* _Required work_
Could you lay out everything from the first line of the items down to the line containing "point(108, 591)", both ends included, as a numbered list with blank lines left out?
● ● ● ● ● ● ●
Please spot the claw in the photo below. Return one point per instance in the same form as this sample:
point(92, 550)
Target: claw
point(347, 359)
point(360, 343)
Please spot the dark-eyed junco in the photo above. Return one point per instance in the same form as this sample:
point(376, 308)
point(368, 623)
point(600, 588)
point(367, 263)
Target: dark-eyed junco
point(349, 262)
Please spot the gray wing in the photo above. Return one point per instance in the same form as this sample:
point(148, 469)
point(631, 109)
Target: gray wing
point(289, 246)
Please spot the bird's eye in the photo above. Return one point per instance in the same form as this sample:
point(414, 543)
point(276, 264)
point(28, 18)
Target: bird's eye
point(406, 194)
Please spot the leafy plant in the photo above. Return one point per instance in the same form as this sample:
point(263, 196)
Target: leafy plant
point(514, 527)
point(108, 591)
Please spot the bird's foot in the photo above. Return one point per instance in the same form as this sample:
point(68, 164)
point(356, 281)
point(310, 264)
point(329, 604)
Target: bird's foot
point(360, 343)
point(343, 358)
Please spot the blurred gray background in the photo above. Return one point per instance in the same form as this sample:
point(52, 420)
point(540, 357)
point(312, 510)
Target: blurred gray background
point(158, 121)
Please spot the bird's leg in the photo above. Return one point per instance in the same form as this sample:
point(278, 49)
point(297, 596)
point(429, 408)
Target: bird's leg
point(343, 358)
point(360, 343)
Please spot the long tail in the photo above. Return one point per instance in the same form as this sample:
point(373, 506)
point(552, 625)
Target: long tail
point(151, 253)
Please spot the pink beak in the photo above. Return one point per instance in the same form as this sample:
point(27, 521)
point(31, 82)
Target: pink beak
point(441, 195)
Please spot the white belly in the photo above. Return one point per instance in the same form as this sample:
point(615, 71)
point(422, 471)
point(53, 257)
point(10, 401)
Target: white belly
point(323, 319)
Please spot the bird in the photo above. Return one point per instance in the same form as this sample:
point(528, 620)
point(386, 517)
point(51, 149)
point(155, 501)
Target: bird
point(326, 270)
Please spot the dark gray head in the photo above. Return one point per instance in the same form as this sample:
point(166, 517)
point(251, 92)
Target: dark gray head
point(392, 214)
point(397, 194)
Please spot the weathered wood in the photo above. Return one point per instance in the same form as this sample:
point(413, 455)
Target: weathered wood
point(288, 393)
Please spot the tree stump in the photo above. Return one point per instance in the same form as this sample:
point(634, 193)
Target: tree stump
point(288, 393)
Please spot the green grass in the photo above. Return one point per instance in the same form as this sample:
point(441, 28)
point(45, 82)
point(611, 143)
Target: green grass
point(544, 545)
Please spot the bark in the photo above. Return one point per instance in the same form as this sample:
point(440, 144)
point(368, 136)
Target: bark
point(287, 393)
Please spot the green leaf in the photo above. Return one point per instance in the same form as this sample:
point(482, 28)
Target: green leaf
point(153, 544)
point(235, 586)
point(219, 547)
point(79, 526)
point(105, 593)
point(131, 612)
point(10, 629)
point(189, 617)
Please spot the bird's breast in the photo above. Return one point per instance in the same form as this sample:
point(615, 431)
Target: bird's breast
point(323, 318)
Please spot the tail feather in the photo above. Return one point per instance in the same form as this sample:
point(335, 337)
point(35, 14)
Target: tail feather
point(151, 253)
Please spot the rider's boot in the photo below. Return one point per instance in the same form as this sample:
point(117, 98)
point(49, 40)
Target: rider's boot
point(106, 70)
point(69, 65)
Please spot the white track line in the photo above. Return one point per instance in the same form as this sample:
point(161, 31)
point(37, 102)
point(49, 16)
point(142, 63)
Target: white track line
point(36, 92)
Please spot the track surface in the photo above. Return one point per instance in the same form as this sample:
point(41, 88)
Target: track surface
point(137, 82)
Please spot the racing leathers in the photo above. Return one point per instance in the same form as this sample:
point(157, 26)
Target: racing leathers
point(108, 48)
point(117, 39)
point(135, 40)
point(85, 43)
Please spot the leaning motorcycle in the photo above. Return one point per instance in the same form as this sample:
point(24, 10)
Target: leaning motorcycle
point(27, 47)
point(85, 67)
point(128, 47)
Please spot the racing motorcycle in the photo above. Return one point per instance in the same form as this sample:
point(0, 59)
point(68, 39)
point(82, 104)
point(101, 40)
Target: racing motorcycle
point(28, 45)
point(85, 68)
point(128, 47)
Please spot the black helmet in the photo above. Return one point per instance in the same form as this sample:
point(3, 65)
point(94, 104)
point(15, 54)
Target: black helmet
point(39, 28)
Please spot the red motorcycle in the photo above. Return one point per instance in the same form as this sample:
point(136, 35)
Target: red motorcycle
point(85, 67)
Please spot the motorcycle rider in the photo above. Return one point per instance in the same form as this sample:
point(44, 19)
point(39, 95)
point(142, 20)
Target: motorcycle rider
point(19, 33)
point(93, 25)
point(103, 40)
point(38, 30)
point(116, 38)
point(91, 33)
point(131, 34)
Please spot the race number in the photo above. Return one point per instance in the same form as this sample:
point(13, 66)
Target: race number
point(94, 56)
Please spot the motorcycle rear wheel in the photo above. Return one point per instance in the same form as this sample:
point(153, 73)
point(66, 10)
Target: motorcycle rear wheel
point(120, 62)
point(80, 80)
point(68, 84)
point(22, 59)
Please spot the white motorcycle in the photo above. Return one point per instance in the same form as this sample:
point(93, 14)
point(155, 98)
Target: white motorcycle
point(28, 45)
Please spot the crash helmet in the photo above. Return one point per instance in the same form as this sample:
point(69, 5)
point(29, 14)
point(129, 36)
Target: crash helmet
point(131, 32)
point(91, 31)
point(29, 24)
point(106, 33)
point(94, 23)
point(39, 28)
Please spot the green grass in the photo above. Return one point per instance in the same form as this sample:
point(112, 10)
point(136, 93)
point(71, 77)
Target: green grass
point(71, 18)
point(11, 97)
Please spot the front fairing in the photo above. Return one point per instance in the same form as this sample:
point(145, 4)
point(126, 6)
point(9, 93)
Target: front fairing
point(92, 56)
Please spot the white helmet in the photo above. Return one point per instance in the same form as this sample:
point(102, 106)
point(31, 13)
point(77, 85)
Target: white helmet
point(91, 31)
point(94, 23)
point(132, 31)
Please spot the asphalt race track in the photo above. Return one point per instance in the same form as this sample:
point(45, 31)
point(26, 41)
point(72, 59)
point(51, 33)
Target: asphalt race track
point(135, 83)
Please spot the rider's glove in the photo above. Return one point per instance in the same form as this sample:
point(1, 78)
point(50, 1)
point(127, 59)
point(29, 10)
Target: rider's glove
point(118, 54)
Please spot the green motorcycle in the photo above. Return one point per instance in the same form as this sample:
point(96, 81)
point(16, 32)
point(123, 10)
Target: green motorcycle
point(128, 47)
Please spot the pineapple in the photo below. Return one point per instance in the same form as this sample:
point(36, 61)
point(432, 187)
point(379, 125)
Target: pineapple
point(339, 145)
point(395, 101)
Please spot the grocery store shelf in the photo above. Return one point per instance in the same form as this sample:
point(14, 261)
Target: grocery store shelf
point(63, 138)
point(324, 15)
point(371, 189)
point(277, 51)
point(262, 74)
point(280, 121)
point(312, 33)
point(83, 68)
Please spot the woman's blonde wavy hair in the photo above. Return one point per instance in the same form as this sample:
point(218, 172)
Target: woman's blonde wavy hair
● ● ● ● ● ● ●
* _The result_
1. Please spot the claw in the photo below. Return one point per instance in the same form as this sample:
2. point(92, 550)
3. Target: claw
4. point(347, 359)
5. point(360, 343)
6. Please spot the dark-eyed junco in the photo above. Return one point per instance in the same form as this sample:
7. point(376, 308)
8. point(368, 623)
9. point(600, 588)
10. point(367, 263)
11. Target: dark-eyed junco
12. point(349, 262)
13. Please spot the gray wing in the photo above. Return one point per instance in the same form as this sample:
14. point(148, 469)
15. point(631, 109)
16. Target: gray wing
17. point(289, 246)
18. Please spot the bird's eye in the photo above. Return one point per instance in the same form as this sample:
19. point(414, 543)
20. point(276, 264)
21. point(28, 18)
22. Target: bird's eye
23. point(406, 194)
24. Please spot the leafy plant in the photo above. Return one point per instance in the same form as this sample:
25. point(263, 196)
26. Target: leafy plant
27. point(514, 527)
28. point(108, 591)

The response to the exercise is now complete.